[Provided passage Boundary: Start]
Silence again; my mother is bent forward over the steering wheel, barreling down Rt. 218. She purposefully drags the cigarette up to her berry lips, sucking the dense fog into her lungs like a spirit. We wait, surrounded by murky expectancy, while she continues to stare at the road ahead. She finally blows out the smoke long and full so that it slides around her, hugging her in a haze.
“You see more women smoking than men,” she slyly responds.
And then my grandmother is off and running, “Well, Margaret Ann, you may THINK more women smoke, but they don’t. Women don’t smoke much anymore because it’s a dirty habit. I never could smoke. I tried, but I couldn’t inhale. I wanted to, tried very hard to do it. My friends all tried to show me how, but now I’m GLAD I couldn’t do it because it’s such a disgusting habit. I’m so glad Amy never took up smoking.”

I shift a sideways glance at my mother and say through clinched teeth, “You just had to say something back. You knew what would happen, but you had to say something! You can never just let it go.”
“Well, what do you want me to do?” Mom sputters at me.
“What? What now?” Grandma is demanding from the backseat.
“Nothing, Mother! Nothing.”
“Oh, it’s something, alright! Oh-ho, it is something.”
“Look at the scenery.” My mother flicks her cigarette out the window causing tiny flashes of lit ash to bounce behind the bumper.
There is silence again, but for the whirr of the tires treading along the canopied country road.
“You know, I couldn’t shake the feeling that I should call Pearl today. She was so like a mother to me. It was so strange, and I’ve wanted to call her so many times the past few weeks,” my mother’s eyes tear up visibly. Pearl was my grandmother’s sister who passed away in April. She raised my mother for a few years when she was very young.
“I know; me too. It feels like I should talk to her,” Grandma says, and then, “Emma Jean called me to wish me Happy Birthday yesterday.”
My mother sighs, “That’s nice, Mother. That’s very nice.”
And so it went; and so it goes. Mother and daughter, twisting and untwisting knots in a desperate attempt to overcome the friction, to hold fast against the repelling forces of their genetic bond. They are two negatives that make a daily attempt to create a positive, beyond all odds.
5 comments:
Very well done; I felt as if I were with you all in the car, choking on the spite and cigarette smoke. Thank you.
Yes; it's practically Terms of Endearment around our house on a daily basis. For two people who so obviously can't do without each other, they argue like mad cats most of the time. It always starts with comments like these; and while it seems funny at first, it causes a lot of tension. Ah, stories for another day.
We did have a nice time in Colonial Beach. I'll have to keep that in mind for the summer when we are bored and want to get out of the house.
Glad you had a nice Mother's Day too.
Well written, Amy. I don't know how you do it, though. That sniping is just so unpleasant, I'm sure I would've wanted to throw myself from the car (or at least drive in a separate one to avoid it!) You are to be commended for having the clarity to at least try to understand why it goes on. And I'm glad the time in Colonial Beach was good; I enjoy outings there.
Nice writing! Man, it's hard to break that cycle, change that dance. Yep, kudos to you for turning it into art.
You're so right, Lori, it would be hard to be around that, but that's what you do when you love someone. That's one of the reasons I find it hard to go to the in-laws' house because of the quiet hard tension there between the parents. I sometimes think I'm the only one who senses it and have been made to feel a bit crazy because of it.
And Em, I AM going to break those habits, even if it kills me in the process.
[Provided passage Boundary: End]
→ **Work required**
List every personal name that appears in the car-ride story, leaving out the reader comments that follow it.
[Information provided Boundary: Start]
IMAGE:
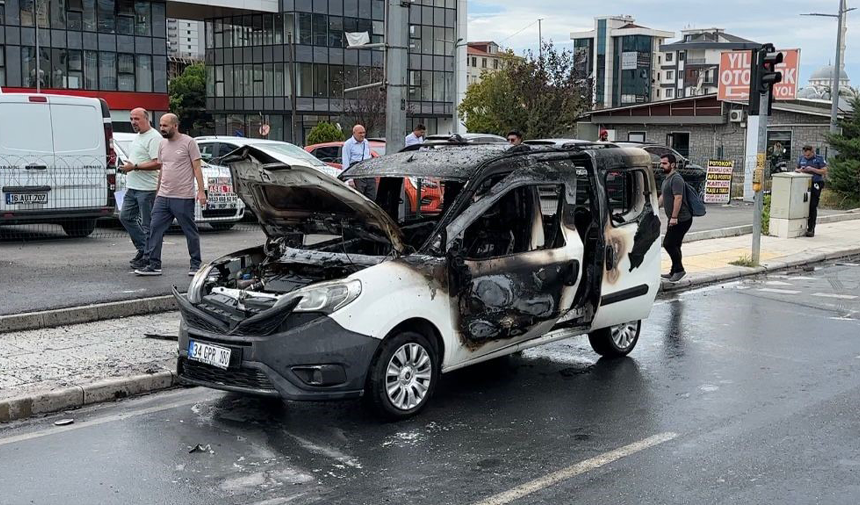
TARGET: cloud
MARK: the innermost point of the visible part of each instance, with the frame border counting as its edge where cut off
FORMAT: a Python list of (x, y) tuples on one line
[Information provided Boundary: End]
→ **Exercise answer**
- Margaret Ann
- Amy
- Pearl
- Emma Jean